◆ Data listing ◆

+ + + +

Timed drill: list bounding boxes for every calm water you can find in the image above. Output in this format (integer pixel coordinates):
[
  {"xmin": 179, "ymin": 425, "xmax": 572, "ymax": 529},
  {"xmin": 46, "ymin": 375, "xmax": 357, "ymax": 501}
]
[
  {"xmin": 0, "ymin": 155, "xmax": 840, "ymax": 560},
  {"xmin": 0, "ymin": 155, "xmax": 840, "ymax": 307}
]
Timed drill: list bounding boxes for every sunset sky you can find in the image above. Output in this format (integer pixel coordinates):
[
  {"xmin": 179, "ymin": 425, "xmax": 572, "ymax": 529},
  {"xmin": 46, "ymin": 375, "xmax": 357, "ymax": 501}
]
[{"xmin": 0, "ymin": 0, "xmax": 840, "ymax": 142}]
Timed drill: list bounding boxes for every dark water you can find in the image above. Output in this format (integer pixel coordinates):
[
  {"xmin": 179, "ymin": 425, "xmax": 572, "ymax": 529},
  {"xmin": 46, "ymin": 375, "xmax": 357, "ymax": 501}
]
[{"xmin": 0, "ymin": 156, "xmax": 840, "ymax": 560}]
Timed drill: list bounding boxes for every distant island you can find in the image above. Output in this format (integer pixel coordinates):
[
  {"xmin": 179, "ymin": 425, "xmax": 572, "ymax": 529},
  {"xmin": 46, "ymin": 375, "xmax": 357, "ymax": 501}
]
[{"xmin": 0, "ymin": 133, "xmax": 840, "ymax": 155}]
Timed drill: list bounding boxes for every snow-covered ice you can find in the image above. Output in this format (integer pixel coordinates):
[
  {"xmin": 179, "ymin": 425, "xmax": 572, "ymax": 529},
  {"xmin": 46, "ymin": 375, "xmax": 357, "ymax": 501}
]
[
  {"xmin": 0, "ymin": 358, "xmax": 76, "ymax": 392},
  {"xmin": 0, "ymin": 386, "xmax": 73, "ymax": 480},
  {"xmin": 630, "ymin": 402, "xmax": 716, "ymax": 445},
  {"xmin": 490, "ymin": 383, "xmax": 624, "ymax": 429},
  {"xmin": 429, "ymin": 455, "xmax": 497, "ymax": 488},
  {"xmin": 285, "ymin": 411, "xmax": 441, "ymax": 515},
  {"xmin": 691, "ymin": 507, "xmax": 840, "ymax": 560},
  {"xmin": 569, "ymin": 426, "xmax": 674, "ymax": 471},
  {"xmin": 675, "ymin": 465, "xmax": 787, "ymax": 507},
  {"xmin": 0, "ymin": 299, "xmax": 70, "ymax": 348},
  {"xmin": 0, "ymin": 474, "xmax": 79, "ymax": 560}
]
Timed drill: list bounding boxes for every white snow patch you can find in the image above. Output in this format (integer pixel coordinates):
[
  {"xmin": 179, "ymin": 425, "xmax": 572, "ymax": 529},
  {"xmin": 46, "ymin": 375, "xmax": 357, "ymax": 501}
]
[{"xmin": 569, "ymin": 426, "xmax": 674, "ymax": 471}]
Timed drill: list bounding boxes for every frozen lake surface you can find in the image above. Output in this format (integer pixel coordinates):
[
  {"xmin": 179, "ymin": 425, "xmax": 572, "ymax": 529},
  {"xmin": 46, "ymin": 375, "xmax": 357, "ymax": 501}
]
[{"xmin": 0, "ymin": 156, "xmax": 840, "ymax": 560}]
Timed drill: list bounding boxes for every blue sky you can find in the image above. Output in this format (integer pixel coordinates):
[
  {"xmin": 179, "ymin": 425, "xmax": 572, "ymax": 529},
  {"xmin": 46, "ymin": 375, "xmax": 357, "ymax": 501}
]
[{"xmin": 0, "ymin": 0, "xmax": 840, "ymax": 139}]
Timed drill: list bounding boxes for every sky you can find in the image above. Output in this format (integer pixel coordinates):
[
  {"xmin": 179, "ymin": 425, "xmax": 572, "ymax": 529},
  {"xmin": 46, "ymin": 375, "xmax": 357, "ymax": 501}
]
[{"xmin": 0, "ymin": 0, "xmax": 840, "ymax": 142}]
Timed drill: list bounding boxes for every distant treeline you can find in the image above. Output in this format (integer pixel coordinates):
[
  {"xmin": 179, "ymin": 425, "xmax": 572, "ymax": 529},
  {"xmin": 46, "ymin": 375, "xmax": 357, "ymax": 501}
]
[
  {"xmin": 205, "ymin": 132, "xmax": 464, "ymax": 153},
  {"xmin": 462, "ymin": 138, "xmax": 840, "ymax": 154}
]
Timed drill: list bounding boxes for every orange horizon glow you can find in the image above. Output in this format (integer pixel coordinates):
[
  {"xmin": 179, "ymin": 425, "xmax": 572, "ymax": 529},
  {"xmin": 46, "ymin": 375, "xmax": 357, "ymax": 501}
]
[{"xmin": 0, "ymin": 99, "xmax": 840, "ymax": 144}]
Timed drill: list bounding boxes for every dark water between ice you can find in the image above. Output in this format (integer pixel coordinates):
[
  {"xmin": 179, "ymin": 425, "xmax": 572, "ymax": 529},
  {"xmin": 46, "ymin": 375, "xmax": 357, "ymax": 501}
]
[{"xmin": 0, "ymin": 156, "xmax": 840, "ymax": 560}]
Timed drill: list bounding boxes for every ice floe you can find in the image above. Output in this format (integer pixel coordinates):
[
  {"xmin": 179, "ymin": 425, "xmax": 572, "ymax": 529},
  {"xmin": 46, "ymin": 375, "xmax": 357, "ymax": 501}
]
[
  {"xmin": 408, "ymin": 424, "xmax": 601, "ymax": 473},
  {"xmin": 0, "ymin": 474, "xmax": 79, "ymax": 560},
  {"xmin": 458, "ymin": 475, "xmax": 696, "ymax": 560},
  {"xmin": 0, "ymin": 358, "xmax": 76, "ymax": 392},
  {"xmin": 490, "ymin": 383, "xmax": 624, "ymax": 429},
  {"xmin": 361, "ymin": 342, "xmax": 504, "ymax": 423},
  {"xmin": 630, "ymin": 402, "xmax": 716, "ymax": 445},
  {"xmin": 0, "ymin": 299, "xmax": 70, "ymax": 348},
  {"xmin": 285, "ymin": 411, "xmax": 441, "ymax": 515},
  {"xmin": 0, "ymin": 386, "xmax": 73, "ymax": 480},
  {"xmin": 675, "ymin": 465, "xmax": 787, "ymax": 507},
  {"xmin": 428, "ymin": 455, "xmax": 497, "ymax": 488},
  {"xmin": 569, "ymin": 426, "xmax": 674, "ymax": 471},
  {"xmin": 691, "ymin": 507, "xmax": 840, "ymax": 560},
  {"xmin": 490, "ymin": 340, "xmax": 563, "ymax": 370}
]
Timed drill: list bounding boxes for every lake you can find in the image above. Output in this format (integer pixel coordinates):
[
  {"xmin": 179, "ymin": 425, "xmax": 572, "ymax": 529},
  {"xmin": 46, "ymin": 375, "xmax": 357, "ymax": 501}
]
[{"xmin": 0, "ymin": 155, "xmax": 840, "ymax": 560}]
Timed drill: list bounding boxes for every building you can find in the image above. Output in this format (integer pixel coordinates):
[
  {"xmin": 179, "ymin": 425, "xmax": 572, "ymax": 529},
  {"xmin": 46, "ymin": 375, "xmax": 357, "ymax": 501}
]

+ + + +

How many lines in the listing above contain the word "dark"? Reply with the number alone.

2